**Exercise aim:** Please restate the following records word for word.

**Raw data:**

>> START

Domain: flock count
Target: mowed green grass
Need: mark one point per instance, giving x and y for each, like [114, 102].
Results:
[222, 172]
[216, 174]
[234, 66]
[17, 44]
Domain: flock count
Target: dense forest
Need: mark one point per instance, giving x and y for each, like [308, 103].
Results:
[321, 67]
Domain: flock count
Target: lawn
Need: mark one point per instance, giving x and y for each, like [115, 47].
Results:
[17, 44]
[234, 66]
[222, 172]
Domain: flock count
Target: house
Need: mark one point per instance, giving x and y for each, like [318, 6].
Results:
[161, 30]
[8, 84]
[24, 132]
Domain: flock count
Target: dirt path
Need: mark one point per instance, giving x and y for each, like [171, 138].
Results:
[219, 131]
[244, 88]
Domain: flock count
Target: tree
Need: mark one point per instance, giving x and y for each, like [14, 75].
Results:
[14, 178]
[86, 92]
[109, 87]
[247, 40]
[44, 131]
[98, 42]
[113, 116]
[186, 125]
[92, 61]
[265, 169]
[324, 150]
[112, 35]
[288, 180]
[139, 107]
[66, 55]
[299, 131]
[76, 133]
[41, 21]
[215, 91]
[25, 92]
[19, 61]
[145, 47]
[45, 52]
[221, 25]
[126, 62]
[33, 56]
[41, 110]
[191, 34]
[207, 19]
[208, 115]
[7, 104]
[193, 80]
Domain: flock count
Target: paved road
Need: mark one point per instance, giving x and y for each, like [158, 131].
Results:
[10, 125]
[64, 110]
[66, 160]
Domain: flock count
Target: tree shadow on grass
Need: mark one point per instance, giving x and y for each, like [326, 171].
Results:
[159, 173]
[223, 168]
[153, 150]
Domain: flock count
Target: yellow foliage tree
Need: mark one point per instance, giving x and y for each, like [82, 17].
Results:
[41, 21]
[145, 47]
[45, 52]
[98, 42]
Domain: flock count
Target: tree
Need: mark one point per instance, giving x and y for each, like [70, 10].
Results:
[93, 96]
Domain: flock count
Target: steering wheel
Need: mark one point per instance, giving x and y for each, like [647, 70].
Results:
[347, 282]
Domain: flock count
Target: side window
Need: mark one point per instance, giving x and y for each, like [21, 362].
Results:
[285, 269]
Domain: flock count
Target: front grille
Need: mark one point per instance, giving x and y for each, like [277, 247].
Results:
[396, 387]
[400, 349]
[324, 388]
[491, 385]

>> END

**Solution for this exercise:**
Domain: flock count
Target: mowed green grass
Need: mark one point per instance, giving x and y for each, like [114, 102].
Results:
[222, 172]
[216, 174]
[234, 66]
[17, 44]
Domain: flock count
Target: dense forest
Need: mark one point per instance, giving x and y for each, like [308, 103].
Results:
[321, 67]
Domain: flock count
Target: lawn
Need: mark one point per instance, giving x and y for each, like [115, 47].
Results:
[17, 44]
[234, 66]
[222, 172]
Domain: flock count
Target: house
Need: mark one point per instance, giving x and y for each, like [318, 6].
Results:
[161, 30]
[8, 84]
[24, 132]
Domain: flock count
Target: dirt path
Need: mark one point per instance, giving x and y for each, like [171, 138].
Results:
[219, 131]
[244, 88]
Domain: flock count
Target: tree
Need: mark one point per instance, giving x and y for each, like [14, 75].
Results:
[14, 178]
[86, 92]
[109, 87]
[247, 40]
[44, 131]
[98, 42]
[113, 116]
[186, 125]
[92, 61]
[265, 169]
[324, 150]
[112, 35]
[288, 180]
[139, 107]
[66, 55]
[299, 131]
[76, 133]
[41, 21]
[215, 91]
[25, 92]
[19, 61]
[145, 47]
[45, 52]
[221, 25]
[126, 62]
[33, 56]
[41, 110]
[191, 34]
[207, 19]
[208, 115]
[7, 104]
[193, 80]
Domain: flock count
Target: paved road
Need: mark one point per instance, giving x and y for each, like [158, 131].
Results:
[10, 125]
[64, 110]
[66, 160]
Domain: flock count
Target: tree shadow on grass
Need: mark one point per instance, giving x and y for each, like [326, 171].
Results:
[159, 173]
[223, 168]
[153, 150]
Domain: flock count
Target: yellow foliage tree
Need: mark one point per instance, giving x and y for each, like [82, 17].
Results:
[41, 21]
[145, 47]
[45, 52]
[98, 42]
Domain: flock count
Target: tree
Need: mark one point per instance, giving x and y for each, like [70, 10].
Results:
[93, 96]
Domain: flock count
Target: steering wheel
Need: mark one point per instance, giving x and y for each, like [647, 70].
Results:
[347, 282]
Domain: flock count
Target: side window
Need: mark one point per instance, giving x and y for each, like [21, 362].
Results:
[285, 269]
Domain: flock count
Target: front grille
Need: mark one point per instance, giving x and y for each, like [277, 247].
Results:
[396, 387]
[400, 349]
[324, 388]
[491, 385]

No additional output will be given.